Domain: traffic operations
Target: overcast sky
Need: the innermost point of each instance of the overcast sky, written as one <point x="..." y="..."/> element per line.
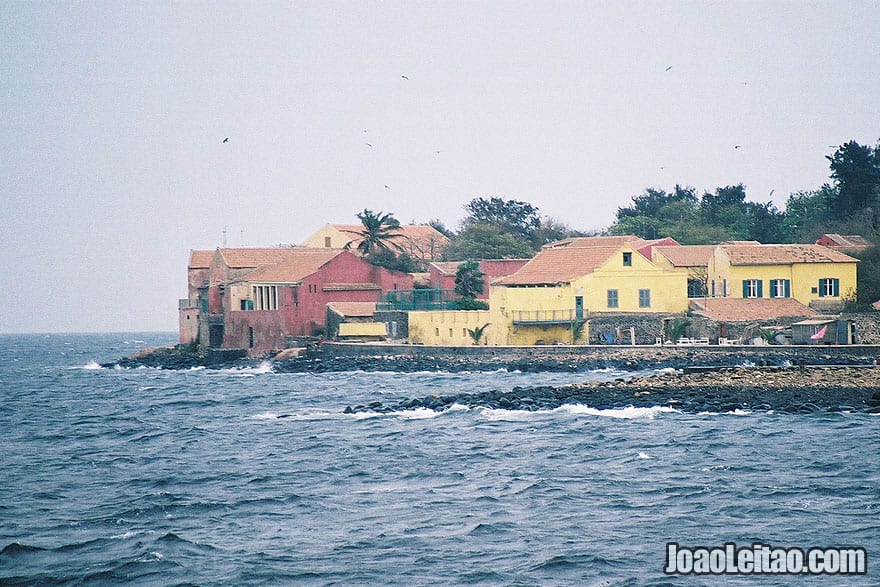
<point x="112" y="117"/>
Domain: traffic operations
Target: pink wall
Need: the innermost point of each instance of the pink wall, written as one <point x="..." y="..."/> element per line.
<point x="302" y="309"/>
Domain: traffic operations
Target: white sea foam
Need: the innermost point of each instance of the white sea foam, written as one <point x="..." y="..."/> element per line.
<point x="261" y="369"/>
<point x="627" y="413"/>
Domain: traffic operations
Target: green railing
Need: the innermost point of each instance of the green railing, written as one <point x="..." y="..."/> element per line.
<point x="418" y="299"/>
<point x="545" y="316"/>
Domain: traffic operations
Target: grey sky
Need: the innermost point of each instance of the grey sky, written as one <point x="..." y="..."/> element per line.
<point x="112" y="116"/>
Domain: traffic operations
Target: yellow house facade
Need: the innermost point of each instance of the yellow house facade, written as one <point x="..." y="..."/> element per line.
<point x="549" y="300"/>
<point x="809" y="274"/>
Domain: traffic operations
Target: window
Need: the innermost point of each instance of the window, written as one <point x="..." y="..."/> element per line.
<point x="265" y="297"/>
<point x="829" y="287"/>
<point x="612" y="298"/>
<point x="780" y="288"/>
<point x="752" y="288"/>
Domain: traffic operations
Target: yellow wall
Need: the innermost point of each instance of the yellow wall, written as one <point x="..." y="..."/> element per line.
<point x="804" y="277"/>
<point x="370" y="329"/>
<point x="450" y="327"/>
<point x="666" y="284"/>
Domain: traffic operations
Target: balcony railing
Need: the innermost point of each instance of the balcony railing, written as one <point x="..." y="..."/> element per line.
<point x="418" y="299"/>
<point x="545" y="316"/>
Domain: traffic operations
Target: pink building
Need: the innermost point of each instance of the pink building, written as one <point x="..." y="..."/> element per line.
<point x="256" y="298"/>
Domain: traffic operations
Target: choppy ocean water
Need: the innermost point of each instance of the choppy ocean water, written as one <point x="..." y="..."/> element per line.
<point x="249" y="477"/>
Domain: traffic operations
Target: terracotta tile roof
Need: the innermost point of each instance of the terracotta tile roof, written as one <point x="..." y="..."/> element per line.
<point x="446" y="267"/>
<point x="687" y="255"/>
<point x="356" y="309"/>
<point x="648" y="247"/>
<point x="298" y="264"/>
<point x="598" y="241"/>
<point x="848" y="241"/>
<point x="200" y="259"/>
<point x="560" y="265"/>
<point x="750" y="310"/>
<point x="741" y="254"/>
<point x="244" y="258"/>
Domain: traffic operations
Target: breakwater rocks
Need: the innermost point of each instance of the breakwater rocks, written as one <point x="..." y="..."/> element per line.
<point x="340" y="357"/>
<point x="792" y="390"/>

☆ ☆ ☆ ☆

Tally how many lines of the entries above contain the word "overcast". Reply with the number alone.

RESULT: 2